> 本文
┌──
太陽光パネルメーカー10社を比較!各社の特徴やメリット・デメリット、選び方のポイントを解説
太陽光発電は、環境に配慮したエネルギーを採用したいと考える多くの方々にとって興味深い選択肢です。しかし、初めて太陽光パネルを導入する際には、どのメーカーを選ぶべきか、どのような基準で選べばよいのか、といった疑問や不安がありますよね。
この記事では、人気の太陽光パネルメーカー10社を徹底比較しています。メーカーごとの特色や強み・弱みを理解し、ご自宅に最適なメーカーの太陽光パネルを選んでみて下さいね。
また、そのほかにも太陽光発電の基礎知識やメーカー選びのポイント、太陽光パネル選びでチェックしたい点などもご紹介しています。太陽光を設置するうえで知っておきたい知識として、ぜひそちらもご覧ください。
目次
太陽光パネルメーカーの重要性とは?
皆さんの中には「太陽光パネルなんてどこも同じじゃないの?」とお考えの方もいらっしゃるかもしれません。
しかし結論から言えば、太陽光パネルはメーカーによって製造方法が異なる場合も多く、製造方法によって「発電効率」「耐久性」「重量」は大きく変わります。
メーカーの選び方による影響
太陽光パネルの発電効率は、メーカーの技術や素材の品質によって異なります。優れたメーカーは高効率のパネルを提供し、同じ面積でより多くの電力を生成することが可能です。
「太陽光発電を使って電気代を節約したい」とお考えの方やオール電化のご家庭については、発電効率に優れた太陽光パネルを提供しているメーカーを選ぶことがとても重要です。
またメーカーの品質管理や製造技術は、パネルの耐久性に直接影響します。良質なメーカーの製品は、長期間にわたって安定した性能を維持し、厳しい気象条件にも耐えることができます。
長期的なコスト面を重要視される方は、品質管理や製造技術に定評のあるメーカーを選びましょう。
メーカーの信頼性とパネル性能は重視すべき
メーカーを選ぶ際には、そのメーカーの信頼性や太陽光パネルの性能についても調べておきましょう。
信頼性の高いメーカーは、品質管理や製造プロセスにおいて厳格な基準を守り、安定した製品を提供しています。また信頼性が高く実績のあるメーカーでは保証が充実していて、故障が発生したときの費用負担が最小限で済むケースも多く見られます。
└──
> 出題 A
本文によると、信頼性が高く実績のあるメーカーでは保証が充実しているため、故障が起きたときにどのような利点がある場合が多いですか。
> 出題 B
本文で、太陽光パネルの製造方法によって大きく変わると述べられているものをすべて挙げなさい。
この後に続く項目は参照しなくてかまいません。

検出アノテーションの記録
┌──
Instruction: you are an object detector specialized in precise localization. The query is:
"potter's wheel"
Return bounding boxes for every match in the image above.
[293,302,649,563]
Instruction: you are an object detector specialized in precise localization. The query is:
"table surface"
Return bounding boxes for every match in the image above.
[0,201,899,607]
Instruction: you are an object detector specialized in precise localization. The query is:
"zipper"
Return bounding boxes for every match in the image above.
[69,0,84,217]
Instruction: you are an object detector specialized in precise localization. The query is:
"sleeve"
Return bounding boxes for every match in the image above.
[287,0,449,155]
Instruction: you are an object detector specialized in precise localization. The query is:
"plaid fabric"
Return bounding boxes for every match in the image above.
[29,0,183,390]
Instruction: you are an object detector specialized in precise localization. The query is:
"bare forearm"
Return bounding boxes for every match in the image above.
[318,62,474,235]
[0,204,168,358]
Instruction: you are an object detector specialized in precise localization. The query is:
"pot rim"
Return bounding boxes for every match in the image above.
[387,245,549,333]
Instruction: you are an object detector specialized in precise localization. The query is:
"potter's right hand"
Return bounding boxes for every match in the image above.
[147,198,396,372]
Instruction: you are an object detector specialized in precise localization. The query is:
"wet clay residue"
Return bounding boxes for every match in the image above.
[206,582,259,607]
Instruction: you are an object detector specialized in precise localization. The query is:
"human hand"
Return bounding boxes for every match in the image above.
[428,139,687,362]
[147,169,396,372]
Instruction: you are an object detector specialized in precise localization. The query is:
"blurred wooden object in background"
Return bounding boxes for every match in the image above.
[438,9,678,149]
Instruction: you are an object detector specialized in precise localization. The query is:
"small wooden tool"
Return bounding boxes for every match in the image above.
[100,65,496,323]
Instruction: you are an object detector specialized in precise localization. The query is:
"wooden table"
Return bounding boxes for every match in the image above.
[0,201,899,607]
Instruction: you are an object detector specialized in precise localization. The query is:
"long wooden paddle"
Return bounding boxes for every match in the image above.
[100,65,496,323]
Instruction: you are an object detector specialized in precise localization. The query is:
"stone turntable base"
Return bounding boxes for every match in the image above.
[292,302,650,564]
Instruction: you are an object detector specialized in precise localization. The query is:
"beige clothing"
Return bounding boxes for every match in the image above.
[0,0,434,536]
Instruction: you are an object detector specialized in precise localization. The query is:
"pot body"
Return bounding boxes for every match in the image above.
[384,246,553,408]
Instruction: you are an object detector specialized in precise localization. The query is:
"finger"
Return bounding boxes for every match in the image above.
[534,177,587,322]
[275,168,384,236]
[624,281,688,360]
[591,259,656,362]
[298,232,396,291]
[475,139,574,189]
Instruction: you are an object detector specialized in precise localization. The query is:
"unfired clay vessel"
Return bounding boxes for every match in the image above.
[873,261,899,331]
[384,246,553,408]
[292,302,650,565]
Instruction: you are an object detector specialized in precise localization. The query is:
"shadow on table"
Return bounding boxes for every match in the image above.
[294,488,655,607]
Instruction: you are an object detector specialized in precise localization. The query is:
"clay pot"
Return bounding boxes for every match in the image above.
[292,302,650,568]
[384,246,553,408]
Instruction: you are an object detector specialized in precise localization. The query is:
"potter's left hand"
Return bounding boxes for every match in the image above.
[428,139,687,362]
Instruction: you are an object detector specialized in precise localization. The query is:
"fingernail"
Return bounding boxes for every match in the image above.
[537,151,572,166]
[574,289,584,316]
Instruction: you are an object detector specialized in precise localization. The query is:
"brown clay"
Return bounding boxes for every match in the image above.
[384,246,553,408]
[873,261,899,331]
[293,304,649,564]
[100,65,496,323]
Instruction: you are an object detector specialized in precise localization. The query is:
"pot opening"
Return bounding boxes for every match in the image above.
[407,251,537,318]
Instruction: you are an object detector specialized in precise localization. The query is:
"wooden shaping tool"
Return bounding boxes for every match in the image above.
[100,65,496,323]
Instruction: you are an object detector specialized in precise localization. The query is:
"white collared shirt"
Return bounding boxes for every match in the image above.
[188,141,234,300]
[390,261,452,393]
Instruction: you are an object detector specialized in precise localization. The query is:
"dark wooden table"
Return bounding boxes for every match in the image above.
└──
> 解答例 A
故障が発生したときの費用負担が最小限で済む場合が多い。

> 解答例 B
発電効率、耐久性、重量